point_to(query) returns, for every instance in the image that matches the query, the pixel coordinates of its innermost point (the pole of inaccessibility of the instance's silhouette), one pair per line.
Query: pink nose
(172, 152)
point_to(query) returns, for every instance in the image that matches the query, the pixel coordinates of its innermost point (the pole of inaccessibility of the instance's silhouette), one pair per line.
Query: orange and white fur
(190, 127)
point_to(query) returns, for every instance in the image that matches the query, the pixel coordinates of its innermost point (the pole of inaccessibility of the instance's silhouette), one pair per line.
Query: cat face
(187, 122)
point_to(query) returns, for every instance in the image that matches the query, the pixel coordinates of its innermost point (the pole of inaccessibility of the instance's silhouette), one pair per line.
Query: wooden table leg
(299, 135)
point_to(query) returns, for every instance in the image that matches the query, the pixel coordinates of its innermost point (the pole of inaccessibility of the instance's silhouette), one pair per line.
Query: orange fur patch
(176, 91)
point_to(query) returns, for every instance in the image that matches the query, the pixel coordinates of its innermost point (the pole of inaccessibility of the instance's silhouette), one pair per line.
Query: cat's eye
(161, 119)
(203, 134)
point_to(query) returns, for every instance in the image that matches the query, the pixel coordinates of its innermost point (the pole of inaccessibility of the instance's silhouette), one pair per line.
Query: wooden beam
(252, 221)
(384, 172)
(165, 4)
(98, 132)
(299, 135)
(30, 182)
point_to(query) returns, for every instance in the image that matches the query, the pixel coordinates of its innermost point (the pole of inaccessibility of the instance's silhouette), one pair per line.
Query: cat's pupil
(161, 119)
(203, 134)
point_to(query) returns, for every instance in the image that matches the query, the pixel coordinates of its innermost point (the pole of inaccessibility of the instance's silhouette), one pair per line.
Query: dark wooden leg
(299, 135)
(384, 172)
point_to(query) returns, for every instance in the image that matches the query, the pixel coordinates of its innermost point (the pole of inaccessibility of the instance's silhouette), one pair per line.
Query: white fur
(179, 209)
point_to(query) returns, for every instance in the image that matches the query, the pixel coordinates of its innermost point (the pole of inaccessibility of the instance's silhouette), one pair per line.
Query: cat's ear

* * * * * * *

- [Work request] Print every entry exactly as it appears.

- [Reply to the task]
point_to(query) returns, for every instance in the image that matches the query, the pixel coordinates of its innermost point (the pole of inaccessibility of the instance's silhouette), one pair per line.
Query: pink nose
(172, 152)
point_to(query) returns, for every instance in the image that matches the query, the pixel coordinates of its innermost point (the pole of inaccessibility of the instance's silhouette), one pair per line.
Query: orange and white fur
(190, 127)
point_to(query) returns, for every instance in the image that matches the query, the pixel coordinates of its innermost point (the pole of inaccessibility of the instance's silhouette), one pair per line.
Query: cat face
(187, 122)
point_to(query) returns, for every instance in the image that matches the query, the pixel coordinates of its innermost point (the pole of inaccessibility of the instance's silhouette), one pair per line.
Query: wooden table leg
(299, 135)
point_to(query) returns, for every instance in the image that matches the query, the pixel coordinates of its innermost point (the pole of inaccessibility of the instance's silhouette), one pair per line.
Query: orange fur patch
(176, 91)
point_to(query) returns, for every instance in the image that matches the query, the pixel coordinates of its innermost point (the pole of inaccessibility of the instance's silhouette), one pair per line.
Query: cat's eye
(161, 119)
(203, 134)
point_to(query) returns, for every instance in the image that matches the query, the pixel coordinates of its innermost point (the pole of inaccessibility of the instance's silhouette), one pair per line.
Query: wooden beam
(252, 221)
(384, 172)
(165, 4)
(98, 132)
(299, 135)
(30, 182)
point_to(query) returns, for every instance in the image that matches the query, the pixel coordinates of its innermost point (the pole of inaccessibility of the instance's silhouette), one pair per line.
Query: cat's pupil
(161, 119)
(203, 134)
point_to(query) returns, for every instance in the image that matches the query, the pixel coordinates of its innermost point (the pole of inaccessibility of the instance's silhouette), one pair per line.
Query: dark wooden leg
(299, 135)
(384, 172)
point_to(query) returns, for every instance in the image that matches the query, the pixel coordinates of its innermost point (the pole of inaccessibility of the instance's silhouette), one pair per line.
Query: white fur
(179, 209)
point_to(query) returns, for every instance in the image that matches the query, the pixel coordinates of its innermost point (the pole of inaccessibility of the instance's silhouette), one pair per line.
Query: cat's ear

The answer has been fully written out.